Ana Rosa en negrita, qué ironía. Muchos de ustedes pensarán que quien realmente merecería figurar en letra oscura es el negrito de Ana Rosa. Un chiste fácil, sin connotaciones racistas, que nos recuerda que un escritor sin rostro pero con apellido le escribió a la presentadora al menos uno de sus insustanciales libros.
Pese a escribir personalmente sus libros, o seguramente por eso, Umbral jamás fue un hombre mediático. Es más, era el prototipo de personaje anti televisivo. No es que la cámara no le amase, es que no quería verle ni en pintura: mirada difuminada en el fondo de unas gafas de culo de vaso, patillas de hombre-lobo, media melena canosa, bufanda… La cámara se enamora de otro tipo de varón, más viril, con más carisma, con menos conversación, menos letrado. Ya saben, surtidores de testosterona de la talla de Coronado, Bertín Osborne o Jiménez Losantos. Pero el pobre Umbral… Su relación con la televisión fue lamentable: el día en que murió, en el informativo de Telecinco subtitularon la noticia con un miserable “Maestro polémico”. En el resto de cadenas se abalanzaron sobre los archivos en busca de la famosa entrevista en la que el escritor, malhumorado y algo trompa, se encaraba con Mercedes Milá y le decía que estaba allí para promocionar su libro. Ése era Umbral para la televisión: un señor con aspecto huraño y dos copas de más que se encaraba con la presentadora.

(Datos en estudio):

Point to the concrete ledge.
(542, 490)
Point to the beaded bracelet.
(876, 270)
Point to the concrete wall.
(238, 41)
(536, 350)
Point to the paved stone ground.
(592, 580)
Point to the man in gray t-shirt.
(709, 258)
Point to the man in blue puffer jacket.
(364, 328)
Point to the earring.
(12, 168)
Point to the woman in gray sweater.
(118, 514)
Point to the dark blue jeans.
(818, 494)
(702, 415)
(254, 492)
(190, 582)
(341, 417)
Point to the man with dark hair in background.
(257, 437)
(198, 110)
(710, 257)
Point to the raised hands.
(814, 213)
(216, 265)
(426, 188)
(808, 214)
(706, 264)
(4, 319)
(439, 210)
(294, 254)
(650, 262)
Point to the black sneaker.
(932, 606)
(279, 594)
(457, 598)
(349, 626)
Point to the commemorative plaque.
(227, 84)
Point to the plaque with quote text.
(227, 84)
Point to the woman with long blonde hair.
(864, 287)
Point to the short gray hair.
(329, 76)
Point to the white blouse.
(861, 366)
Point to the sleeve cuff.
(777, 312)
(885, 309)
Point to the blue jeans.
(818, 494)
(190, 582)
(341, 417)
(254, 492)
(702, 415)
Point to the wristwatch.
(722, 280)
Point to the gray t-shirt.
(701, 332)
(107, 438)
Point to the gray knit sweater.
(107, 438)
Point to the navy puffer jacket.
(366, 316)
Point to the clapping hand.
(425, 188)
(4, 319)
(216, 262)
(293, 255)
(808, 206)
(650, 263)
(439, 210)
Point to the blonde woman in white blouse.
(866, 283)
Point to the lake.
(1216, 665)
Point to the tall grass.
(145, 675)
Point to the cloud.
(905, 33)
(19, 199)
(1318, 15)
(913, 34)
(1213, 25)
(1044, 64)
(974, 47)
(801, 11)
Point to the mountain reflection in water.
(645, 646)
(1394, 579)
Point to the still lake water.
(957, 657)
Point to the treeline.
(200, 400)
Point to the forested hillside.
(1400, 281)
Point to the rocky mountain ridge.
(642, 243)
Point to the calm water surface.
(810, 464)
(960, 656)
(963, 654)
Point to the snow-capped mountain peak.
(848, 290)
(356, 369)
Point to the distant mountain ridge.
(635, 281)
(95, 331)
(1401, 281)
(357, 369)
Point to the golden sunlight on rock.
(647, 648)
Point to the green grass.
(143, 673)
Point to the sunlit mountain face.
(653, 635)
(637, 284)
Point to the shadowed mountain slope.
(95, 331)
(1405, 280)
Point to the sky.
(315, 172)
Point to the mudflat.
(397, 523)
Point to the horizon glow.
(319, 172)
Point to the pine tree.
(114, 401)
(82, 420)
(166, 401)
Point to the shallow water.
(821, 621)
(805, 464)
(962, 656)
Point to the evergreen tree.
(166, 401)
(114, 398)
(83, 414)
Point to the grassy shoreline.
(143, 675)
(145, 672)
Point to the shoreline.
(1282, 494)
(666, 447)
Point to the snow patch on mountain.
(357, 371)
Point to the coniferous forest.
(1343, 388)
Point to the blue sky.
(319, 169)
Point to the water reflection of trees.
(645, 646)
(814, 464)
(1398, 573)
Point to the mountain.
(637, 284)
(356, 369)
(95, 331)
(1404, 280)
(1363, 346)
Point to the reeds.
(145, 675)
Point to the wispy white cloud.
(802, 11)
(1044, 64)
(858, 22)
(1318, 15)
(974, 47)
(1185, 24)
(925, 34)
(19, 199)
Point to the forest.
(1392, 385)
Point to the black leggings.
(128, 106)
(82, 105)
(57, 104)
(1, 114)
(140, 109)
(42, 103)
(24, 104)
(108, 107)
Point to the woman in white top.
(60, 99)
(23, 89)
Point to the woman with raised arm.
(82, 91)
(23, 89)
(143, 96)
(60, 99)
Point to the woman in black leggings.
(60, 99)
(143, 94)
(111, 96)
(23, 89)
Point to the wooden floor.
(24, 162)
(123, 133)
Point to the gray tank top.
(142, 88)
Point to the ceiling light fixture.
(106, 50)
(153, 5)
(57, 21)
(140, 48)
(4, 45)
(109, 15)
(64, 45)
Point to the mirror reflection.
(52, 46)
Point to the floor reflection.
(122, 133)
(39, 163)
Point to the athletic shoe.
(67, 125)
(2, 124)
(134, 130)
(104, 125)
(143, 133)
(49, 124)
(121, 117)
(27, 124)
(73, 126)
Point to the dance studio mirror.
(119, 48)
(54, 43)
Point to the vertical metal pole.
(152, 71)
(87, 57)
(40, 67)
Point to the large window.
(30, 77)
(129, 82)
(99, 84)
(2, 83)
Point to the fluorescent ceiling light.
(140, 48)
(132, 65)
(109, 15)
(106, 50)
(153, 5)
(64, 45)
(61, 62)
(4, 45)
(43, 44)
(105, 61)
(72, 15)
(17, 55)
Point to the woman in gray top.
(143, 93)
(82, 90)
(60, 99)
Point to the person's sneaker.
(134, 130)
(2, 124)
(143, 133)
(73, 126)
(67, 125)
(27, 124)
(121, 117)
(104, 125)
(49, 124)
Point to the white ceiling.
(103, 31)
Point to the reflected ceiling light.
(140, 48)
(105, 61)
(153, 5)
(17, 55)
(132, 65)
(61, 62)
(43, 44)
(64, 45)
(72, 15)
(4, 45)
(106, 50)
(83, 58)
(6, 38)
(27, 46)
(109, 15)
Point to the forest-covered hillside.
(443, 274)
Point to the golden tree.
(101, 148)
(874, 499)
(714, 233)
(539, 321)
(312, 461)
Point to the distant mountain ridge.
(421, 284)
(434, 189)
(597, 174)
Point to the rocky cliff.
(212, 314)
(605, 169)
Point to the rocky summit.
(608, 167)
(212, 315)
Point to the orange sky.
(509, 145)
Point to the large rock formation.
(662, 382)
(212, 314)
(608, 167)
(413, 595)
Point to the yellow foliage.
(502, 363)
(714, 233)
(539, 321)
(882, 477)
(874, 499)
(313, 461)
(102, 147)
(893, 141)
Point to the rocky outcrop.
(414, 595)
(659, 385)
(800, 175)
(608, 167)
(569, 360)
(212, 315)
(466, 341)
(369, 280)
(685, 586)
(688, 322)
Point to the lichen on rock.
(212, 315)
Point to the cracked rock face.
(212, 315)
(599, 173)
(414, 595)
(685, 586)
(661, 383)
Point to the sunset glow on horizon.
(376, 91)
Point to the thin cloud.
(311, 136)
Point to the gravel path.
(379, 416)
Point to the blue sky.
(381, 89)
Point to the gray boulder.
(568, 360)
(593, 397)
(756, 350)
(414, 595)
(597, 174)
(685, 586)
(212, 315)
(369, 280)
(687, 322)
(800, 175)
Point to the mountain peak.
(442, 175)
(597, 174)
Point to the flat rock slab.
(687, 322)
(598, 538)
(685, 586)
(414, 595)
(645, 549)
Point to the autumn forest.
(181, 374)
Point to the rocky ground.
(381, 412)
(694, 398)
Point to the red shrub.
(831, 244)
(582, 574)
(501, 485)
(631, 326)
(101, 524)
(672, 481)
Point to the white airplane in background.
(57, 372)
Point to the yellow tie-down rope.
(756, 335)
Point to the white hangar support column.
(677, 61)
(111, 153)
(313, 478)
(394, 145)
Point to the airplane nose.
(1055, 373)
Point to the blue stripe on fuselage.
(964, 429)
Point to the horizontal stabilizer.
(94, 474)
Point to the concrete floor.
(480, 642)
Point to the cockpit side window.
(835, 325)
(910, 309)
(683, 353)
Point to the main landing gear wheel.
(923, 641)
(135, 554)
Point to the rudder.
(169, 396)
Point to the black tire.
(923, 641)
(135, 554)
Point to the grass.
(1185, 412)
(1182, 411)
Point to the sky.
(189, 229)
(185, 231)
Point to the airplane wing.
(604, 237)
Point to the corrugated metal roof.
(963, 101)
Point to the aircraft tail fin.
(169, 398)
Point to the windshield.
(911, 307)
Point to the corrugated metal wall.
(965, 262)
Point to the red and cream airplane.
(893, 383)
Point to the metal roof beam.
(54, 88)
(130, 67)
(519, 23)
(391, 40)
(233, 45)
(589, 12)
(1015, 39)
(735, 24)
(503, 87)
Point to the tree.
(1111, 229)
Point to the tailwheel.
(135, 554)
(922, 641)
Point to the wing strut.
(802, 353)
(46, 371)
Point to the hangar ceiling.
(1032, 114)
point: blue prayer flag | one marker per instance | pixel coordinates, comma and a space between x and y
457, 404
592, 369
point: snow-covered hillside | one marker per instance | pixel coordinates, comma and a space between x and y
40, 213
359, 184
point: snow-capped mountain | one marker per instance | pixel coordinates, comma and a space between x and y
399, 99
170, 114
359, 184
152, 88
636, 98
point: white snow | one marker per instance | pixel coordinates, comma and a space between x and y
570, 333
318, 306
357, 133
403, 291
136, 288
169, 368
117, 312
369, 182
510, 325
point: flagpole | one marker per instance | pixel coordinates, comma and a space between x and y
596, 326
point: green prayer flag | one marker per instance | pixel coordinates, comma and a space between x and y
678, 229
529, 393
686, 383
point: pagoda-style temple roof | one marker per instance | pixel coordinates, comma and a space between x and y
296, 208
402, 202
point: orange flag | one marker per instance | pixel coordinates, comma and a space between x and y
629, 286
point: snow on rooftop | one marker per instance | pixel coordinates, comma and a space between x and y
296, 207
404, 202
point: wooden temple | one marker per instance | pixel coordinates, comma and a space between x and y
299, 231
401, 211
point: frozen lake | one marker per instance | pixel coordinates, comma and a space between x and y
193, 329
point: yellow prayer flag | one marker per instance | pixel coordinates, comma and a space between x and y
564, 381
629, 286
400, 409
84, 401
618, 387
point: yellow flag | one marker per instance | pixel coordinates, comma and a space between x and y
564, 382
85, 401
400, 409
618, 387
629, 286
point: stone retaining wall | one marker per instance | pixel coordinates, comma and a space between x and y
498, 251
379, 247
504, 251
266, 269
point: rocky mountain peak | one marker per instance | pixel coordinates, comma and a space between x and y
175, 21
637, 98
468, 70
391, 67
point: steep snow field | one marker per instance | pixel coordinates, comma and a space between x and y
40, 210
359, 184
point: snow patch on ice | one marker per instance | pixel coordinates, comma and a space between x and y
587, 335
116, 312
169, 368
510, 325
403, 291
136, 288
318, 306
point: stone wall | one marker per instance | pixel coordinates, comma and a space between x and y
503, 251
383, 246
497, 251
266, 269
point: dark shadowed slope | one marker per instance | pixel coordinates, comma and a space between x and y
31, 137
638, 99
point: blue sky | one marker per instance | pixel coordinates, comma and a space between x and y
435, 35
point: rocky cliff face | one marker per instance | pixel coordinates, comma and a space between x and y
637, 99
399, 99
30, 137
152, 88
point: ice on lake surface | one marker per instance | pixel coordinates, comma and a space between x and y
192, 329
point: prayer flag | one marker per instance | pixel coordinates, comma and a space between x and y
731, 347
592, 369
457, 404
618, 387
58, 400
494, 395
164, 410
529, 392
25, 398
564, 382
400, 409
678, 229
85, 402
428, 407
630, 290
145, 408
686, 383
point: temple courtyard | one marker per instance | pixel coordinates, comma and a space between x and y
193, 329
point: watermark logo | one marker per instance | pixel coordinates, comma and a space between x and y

(Qué se pide): Según el texto sobre Umbral y la televisión, ¿por qué fue lamentable la relación del escritor con ese medio? Explícalo, por favor, en una a tres oraciones.

(Solución): El día de su muerte, el informativo de Telecinco subtituló la noticia con un miserable "Maestro polémico". El resto de cadenas buscó en sus archivos la entrevista en la que Umbral, malhumorado y algo trompa, se encaraba con Mercedes Milá y le decía que estaba allí para promocionar su libro. Así, para la televisión solo fue un señor de aspecto huraño y con dos copas de más que se encaraba con la presentadora.